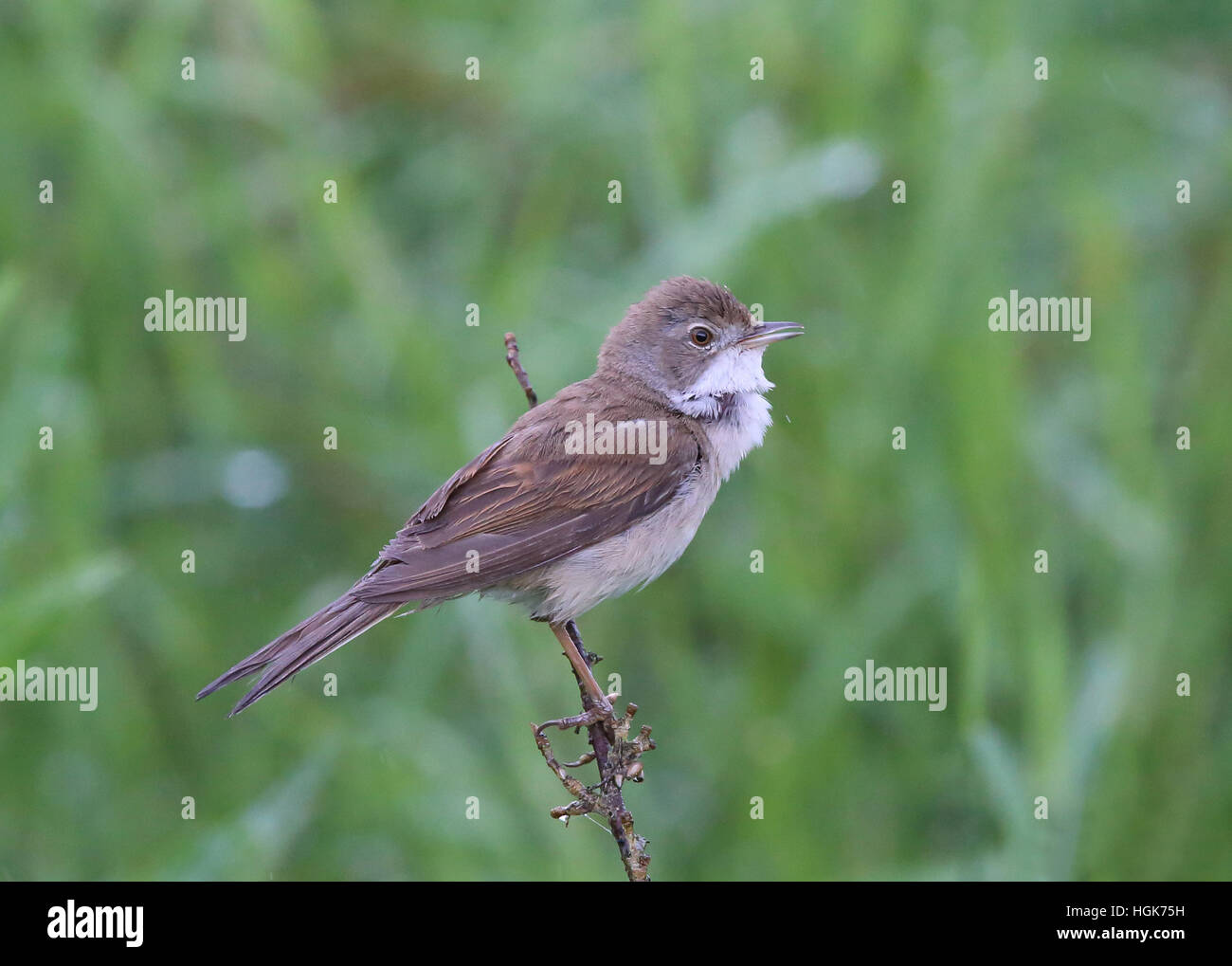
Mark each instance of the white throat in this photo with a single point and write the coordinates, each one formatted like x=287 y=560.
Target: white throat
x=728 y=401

----

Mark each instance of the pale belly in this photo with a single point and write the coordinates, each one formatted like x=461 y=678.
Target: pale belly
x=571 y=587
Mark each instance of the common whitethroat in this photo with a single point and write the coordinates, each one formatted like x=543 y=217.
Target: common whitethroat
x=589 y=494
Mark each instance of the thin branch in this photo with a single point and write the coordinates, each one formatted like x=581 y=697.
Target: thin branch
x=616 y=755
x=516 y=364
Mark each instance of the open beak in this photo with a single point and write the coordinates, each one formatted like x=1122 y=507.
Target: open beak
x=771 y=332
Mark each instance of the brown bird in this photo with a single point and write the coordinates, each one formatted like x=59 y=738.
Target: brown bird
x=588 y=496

----

* TASK ITEM
Every line containing the string "instance" is required; copy each such line from the data.

* FINAL ANSWER
Mark each instance of the white throat in this photo with a single point and write the coordinates, each one formatted like x=287 y=560.
Mark each instance of the pale belly in this photo with a single point and write the coordinates, each one formatted like x=461 y=678.
Mark each instance of the common whitethroat in this photo with a single point and write the coordinates, each one formatted like x=543 y=217.
Mark each instance of the thin branch in this photo with a single point and write the coordinates, each one formatted like x=581 y=697.
Mark each instance of the open beak in this photo with a single point and write the coordinates, each one formatted like x=1122 y=507.
Mark each instance of the brown bird in this photo with a single point and write the coordinates, each one formatted like x=59 y=738.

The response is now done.